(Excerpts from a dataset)

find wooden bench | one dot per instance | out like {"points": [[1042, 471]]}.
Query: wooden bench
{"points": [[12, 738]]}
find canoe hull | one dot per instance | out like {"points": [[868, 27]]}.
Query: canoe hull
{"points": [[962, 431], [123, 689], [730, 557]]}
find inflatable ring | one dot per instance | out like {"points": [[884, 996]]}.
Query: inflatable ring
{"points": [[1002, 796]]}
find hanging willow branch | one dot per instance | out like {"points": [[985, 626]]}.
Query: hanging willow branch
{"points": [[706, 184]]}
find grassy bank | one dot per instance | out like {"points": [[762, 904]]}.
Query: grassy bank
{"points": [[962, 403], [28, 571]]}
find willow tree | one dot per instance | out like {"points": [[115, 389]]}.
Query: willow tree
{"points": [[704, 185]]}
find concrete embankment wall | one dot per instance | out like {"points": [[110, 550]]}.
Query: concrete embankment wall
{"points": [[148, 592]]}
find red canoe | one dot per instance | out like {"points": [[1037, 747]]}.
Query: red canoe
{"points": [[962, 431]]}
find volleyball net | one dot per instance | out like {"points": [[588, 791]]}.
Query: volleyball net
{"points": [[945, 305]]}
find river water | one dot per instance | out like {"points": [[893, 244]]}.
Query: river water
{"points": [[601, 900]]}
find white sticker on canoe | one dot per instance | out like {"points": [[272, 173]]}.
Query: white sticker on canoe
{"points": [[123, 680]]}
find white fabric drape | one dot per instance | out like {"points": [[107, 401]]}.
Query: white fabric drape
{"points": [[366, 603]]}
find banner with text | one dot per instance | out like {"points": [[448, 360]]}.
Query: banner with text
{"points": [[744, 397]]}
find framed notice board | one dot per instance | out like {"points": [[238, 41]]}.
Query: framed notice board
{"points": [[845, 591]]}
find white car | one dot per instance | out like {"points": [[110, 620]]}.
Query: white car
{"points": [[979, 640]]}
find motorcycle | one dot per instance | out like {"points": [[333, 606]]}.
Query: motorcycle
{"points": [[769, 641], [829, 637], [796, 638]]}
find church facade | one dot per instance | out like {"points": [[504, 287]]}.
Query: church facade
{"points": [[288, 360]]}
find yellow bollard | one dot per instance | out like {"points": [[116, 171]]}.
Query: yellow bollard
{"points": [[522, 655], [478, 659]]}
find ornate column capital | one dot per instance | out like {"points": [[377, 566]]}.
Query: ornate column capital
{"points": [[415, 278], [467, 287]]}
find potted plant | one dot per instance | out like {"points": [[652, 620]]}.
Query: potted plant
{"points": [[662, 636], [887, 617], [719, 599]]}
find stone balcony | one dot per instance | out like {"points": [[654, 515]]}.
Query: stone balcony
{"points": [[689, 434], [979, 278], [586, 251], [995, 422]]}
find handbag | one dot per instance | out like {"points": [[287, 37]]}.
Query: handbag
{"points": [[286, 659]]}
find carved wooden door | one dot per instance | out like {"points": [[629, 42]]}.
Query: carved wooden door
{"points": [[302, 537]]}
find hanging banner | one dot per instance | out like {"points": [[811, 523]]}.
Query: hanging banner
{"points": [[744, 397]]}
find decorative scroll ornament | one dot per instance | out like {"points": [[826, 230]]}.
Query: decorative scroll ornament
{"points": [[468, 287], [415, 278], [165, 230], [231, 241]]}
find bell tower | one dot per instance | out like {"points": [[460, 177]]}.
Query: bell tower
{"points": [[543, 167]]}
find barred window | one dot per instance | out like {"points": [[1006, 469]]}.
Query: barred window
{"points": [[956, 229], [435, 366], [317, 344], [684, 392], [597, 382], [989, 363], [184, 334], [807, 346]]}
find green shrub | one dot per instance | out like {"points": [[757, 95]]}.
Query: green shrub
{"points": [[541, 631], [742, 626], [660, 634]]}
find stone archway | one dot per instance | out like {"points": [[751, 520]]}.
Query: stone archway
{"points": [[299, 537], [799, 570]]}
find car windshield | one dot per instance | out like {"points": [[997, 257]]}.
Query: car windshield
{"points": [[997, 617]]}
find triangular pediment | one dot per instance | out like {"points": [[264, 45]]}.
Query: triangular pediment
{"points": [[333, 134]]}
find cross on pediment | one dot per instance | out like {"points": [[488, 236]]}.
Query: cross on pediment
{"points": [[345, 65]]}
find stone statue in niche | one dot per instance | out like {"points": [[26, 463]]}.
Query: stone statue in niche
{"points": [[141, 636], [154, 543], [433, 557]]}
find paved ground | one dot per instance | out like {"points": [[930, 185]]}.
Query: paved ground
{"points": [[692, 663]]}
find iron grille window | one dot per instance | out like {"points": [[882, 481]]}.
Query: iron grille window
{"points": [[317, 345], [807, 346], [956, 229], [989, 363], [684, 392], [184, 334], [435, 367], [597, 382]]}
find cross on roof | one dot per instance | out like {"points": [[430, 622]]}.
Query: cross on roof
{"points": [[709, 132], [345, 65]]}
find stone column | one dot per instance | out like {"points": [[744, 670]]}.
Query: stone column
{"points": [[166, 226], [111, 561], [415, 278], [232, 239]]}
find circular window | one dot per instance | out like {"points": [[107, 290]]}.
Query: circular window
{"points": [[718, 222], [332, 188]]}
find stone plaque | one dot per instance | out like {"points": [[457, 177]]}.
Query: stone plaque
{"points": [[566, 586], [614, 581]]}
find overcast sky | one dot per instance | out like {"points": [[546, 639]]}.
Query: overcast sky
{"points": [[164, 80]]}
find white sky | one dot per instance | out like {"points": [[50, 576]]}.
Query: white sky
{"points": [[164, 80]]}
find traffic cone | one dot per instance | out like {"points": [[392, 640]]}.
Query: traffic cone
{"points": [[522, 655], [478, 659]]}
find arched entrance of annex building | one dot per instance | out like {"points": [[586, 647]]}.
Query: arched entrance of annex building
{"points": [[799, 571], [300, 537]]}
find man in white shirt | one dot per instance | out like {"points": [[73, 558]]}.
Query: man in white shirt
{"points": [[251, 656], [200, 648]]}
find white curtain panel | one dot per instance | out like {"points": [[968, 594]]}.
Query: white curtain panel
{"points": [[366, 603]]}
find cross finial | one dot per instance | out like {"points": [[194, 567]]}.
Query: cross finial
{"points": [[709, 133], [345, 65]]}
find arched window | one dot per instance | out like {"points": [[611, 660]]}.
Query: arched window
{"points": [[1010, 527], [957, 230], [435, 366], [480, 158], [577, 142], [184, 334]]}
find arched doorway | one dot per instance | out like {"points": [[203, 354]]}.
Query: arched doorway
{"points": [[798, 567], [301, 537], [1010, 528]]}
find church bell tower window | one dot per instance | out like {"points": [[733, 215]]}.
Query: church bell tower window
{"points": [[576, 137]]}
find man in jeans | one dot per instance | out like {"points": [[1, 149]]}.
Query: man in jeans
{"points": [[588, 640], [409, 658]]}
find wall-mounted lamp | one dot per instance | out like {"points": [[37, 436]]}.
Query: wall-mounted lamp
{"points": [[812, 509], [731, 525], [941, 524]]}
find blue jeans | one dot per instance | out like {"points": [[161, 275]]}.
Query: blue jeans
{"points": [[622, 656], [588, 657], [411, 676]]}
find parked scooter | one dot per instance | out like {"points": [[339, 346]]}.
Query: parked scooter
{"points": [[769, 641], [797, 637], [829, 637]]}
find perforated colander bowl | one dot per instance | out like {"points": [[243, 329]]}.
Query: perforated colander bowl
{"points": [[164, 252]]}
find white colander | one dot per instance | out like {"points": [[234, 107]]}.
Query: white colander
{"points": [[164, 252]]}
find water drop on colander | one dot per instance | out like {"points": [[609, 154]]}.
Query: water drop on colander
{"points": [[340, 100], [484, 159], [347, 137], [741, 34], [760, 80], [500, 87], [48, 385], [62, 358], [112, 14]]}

Action item: Give the data back in full, exactly as written.

Result:
find wooden bench | one dot per instance | out like {"points": [[1042, 471]]}.
Query: wooden bench
{"points": [[12, 738]]}
find canoe hull | one dot per instance | out like {"points": [[868, 27]]}.
Query: canoe hull
{"points": [[962, 431], [123, 689], [730, 557]]}
find inflatable ring | one dot per instance | out like {"points": [[884, 996]]}.
Query: inflatable ring
{"points": [[1002, 796]]}
find hanging willow branch | one dot per instance | out like {"points": [[985, 626]]}.
Query: hanging willow branch
{"points": [[706, 184]]}
find grassy bank | one dot per instance | out like {"points": [[762, 904]]}.
Query: grassy bank
{"points": [[962, 403], [28, 571]]}
find willow tree | one dot per instance | out like {"points": [[115, 389]]}.
Query: willow tree
{"points": [[704, 185]]}
find concrete embankment wall | one dot per instance | out like {"points": [[110, 550]]}.
Query: concrete embankment wall
{"points": [[148, 592]]}
find red canoe | one dot per instance | out like {"points": [[1037, 747]]}.
Query: red canoe
{"points": [[962, 431]]}
find volleyball net | one dot per instance | out like {"points": [[588, 791]]}.
Query: volleyball net
{"points": [[945, 305]]}
find river water | one dot per instance | out like {"points": [[893, 244]]}.
Query: river water
{"points": [[601, 900]]}
find white sticker on canoe | one dot per instance | out like {"points": [[272, 173]]}.
Query: white sticker on canoe
{"points": [[123, 680]]}
find white fabric drape | one dot per instance | out like {"points": [[107, 401]]}.
Query: white fabric drape
{"points": [[366, 603]]}
find banner with text | one dot per instance | out like {"points": [[448, 360]]}.
Query: banner with text
{"points": [[744, 397]]}
find framed notice board | one dot per instance | out like {"points": [[238, 41]]}.
Query: framed notice board
{"points": [[845, 591]]}
find white car | one dot per instance | out like {"points": [[110, 620]]}.
Query: white car
{"points": [[979, 640]]}
find motorcycle | one dot per instance | out like {"points": [[333, 606]]}.
Query: motorcycle
{"points": [[769, 641], [829, 637], [796, 638]]}
find church facade | one dot per instance | out like {"points": [[504, 287]]}.
Query: church facade
{"points": [[288, 360]]}
find yellow bollard | one dot per instance | out like {"points": [[116, 171]]}.
Query: yellow bollard
{"points": [[522, 655], [478, 659]]}
find ornate column capital | one dot per instance | out like {"points": [[377, 566]]}.
Query: ornate column capital
{"points": [[415, 278], [467, 287]]}
find potted plant | one dot per instance | out like {"points": [[652, 620]]}.
Query: potted plant
{"points": [[662, 636], [887, 617], [719, 599]]}
find stone balcony | one dot per instance | out like {"points": [[654, 515]]}.
Query: stone balcony
{"points": [[689, 434], [979, 278], [586, 251], [995, 422]]}
find handbag | one dot per instance | out like {"points": [[287, 37]]}.
Query: handbag
{"points": [[286, 659]]}
find carved wooden door | one dot per instance | out like {"points": [[629, 42]]}.
Query: carved wooden door
{"points": [[302, 537]]}
find hanging banner | one dot per instance | out like {"points": [[811, 523]]}.
Query: hanging banner
{"points": [[744, 397]]}
find decorative scroll ornament | one dot per instance | out like {"points": [[826, 230]]}.
Query: decorative scroll ornament
{"points": [[468, 287], [415, 278], [165, 230], [231, 241]]}
find bell tower | one dot per instance | out like {"points": [[460, 177]]}.
Query: bell tower
{"points": [[543, 167]]}
find barred window | one dot per instance | out like {"points": [[1006, 469]]}.
Query: barred window
{"points": [[956, 229], [435, 366], [317, 344], [684, 392], [597, 382], [989, 363], [184, 334], [807, 346]]}
find green shrub | one dot per instance | out like {"points": [[757, 95]]}.
Query: green shrub
{"points": [[541, 631], [742, 626], [660, 634]]}
find stone archway | one dot per instance | out like {"points": [[751, 520]]}.
Query: stone archway
{"points": [[299, 537], [799, 570]]}
find car windshield | one dot per instance | out like {"points": [[997, 257]]}.
Query: car windshield
{"points": [[997, 617]]}
find triangular pediment | one dot per instance | out like {"points": [[264, 45]]}.
Query: triangular pediment
{"points": [[333, 134]]}
find cross on pediment | one dot per instance | out like {"points": [[488, 236]]}.
Query: cross on pediment
{"points": [[345, 65]]}
find stone statue in niche | one dot per instance | out like {"points": [[26, 463]]}.
Query: stone statue in niche
{"points": [[141, 636], [154, 543], [433, 557]]}
find paved ground | one dot per instance | out like {"points": [[930, 185]]}.
Query: paved ground
{"points": [[692, 663]]}
find iron grille window | one dot per instance | out like {"points": [[882, 481]]}.
Query: iron grille window
{"points": [[317, 345], [807, 346], [956, 229], [989, 363], [684, 392], [184, 334], [435, 367], [597, 382]]}
find cross on roof | one dot per instance | out like {"points": [[430, 622]]}.
Query: cross on roof
{"points": [[709, 132], [345, 65]]}
find stone column | one dot per instance | out like {"points": [[744, 670]]}.
Query: stone column
{"points": [[166, 226], [111, 561], [415, 278], [232, 239]]}
find circular window | one dot per instance | out like {"points": [[107, 290]]}.
Query: circular window
{"points": [[718, 222], [332, 188]]}
find stone plaque | one dot per instance | out like {"points": [[457, 177]]}.
Query: stone plaque
{"points": [[566, 586], [614, 581]]}
find overcast sky | one dot per instance | out like {"points": [[546, 639]]}.
Query: overcast sky
{"points": [[164, 80]]}
find white sky | one dot per instance | out like {"points": [[50, 576]]}.
Query: white sky
{"points": [[164, 80]]}
find traffic cone | one dot per instance | out like {"points": [[392, 640]]}.
Query: traffic cone
{"points": [[522, 655], [478, 659]]}
find arched entrance of annex building | one dot per instance | out like {"points": [[586, 647]]}.
Query: arched entrance of annex building
{"points": [[799, 571], [300, 537]]}
find man in white shirt | one dot per instance | out like {"points": [[73, 558]]}.
Query: man in white shirt
{"points": [[251, 656], [200, 648]]}
find white curtain panel | one dot per instance | out like {"points": [[968, 594]]}.
Query: white curtain panel
{"points": [[366, 603]]}
find cross finial | one dot per instance | out like {"points": [[194, 567]]}.
Query: cross finial
{"points": [[709, 133], [345, 65]]}
find arched window | one dot per instance | out like {"points": [[611, 660]]}.
Query: arched window
{"points": [[1010, 527], [957, 230], [435, 366], [480, 158], [577, 142], [184, 334]]}
find arched doorway | one dot per instance | out like {"points": [[203, 354]]}.
Query: arched doorway
{"points": [[798, 567], [301, 537], [1010, 528]]}
find church bell tower window | one dot per instance | out like {"points": [[733, 215]]}.
Query: church bell tower window
{"points": [[576, 137]]}
find man in jeans | one dot per instance | out like {"points": [[1, 149]]}.
Query: man in jeans
{"points": [[588, 640], [409, 658]]}
find wall-mounted lamp | one dot per instance | out like {"points": [[37, 436]]}.
Query: wall-mounted lamp
{"points": [[812, 509], [731, 525], [941, 524]]}
find blue jeans | one dot per instance | out like {"points": [[161, 275]]}.
Query: blue jeans
{"points": [[622, 656], [588, 657], [411, 676]]}
find parked scooter | one dot per instance | out like {"points": [[339, 346]]}.
Query: parked scooter
{"points": [[769, 641], [797, 637], [829, 637]]}
find perforated colander bowl | one dot per instance | out like {"points": [[243, 329]]}.
Query: perforated colander bowl
{"points": [[164, 252]]}
find white colander | one dot per instance | out like {"points": [[234, 107]]}.
Query: white colander
{"points": [[164, 252]]}
find water drop on colander | one dot per instance | out like {"points": [[609, 154]]}.
Query: water drop on colander
{"points": [[340, 100], [484, 159], [347, 137], [741, 34], [760, 80], [500, 87], [48, 385], [62, 358], [112, 14]]}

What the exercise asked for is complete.